◆ GOAL
Reproduce the data from the line with "Dear assistant, the user would like the bicycle seat" up to and including the line with "[496,238,512,312]", increasing every bounding-box coordinate in the answers by 114 and keeping the rest of the text unchanged. Leave the pictures out of your reply.

◆ INFORMATION PROVIDED
***
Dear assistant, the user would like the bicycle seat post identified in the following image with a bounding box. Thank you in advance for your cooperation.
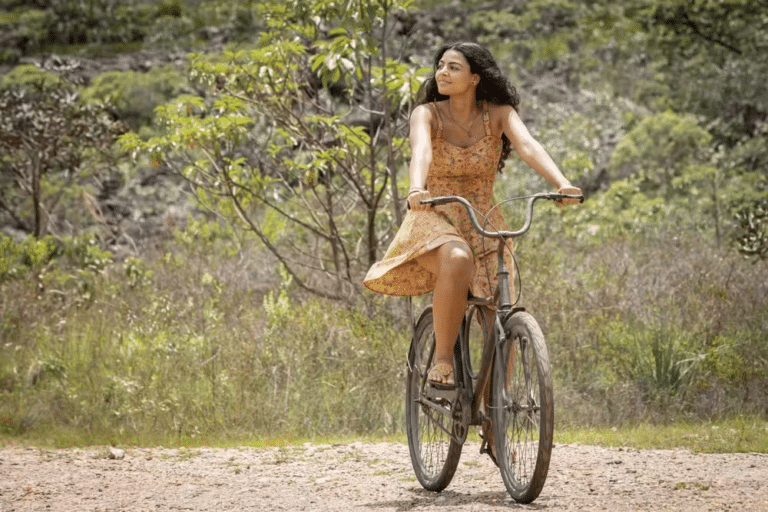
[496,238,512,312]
***
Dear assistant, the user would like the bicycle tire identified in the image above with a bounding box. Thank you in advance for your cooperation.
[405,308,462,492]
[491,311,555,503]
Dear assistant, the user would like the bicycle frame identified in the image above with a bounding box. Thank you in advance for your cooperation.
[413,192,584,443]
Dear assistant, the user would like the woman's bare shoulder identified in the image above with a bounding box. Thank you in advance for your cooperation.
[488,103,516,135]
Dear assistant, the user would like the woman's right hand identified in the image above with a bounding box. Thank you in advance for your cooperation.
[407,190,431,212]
***
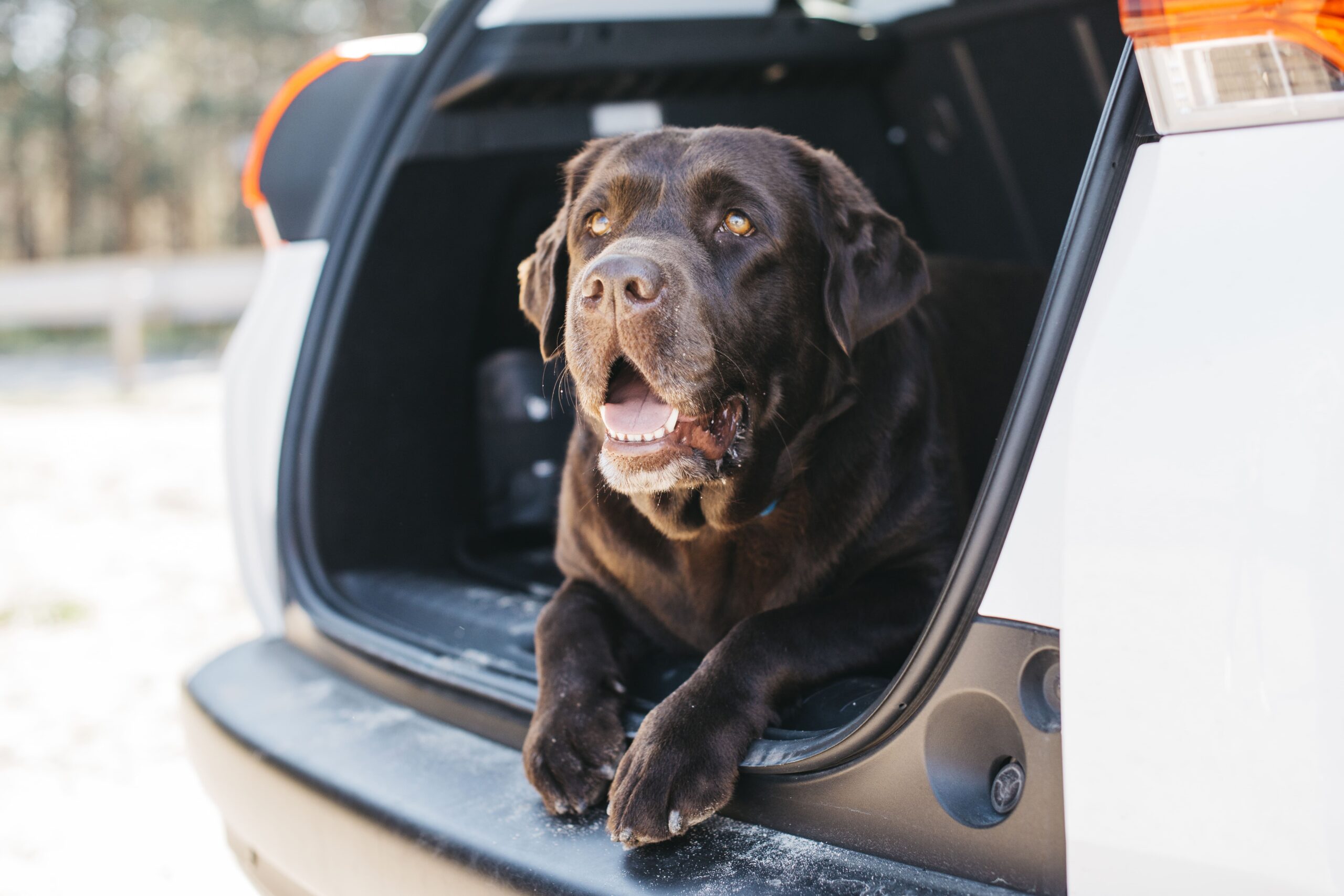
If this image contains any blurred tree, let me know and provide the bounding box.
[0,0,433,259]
***
◆ COMPLETE RESPONSE
Dear assistant, the user would like the bicycle seat post identified in the following image with a bounding box. Thank you in advance for your cooperation.
[610,352,626,426]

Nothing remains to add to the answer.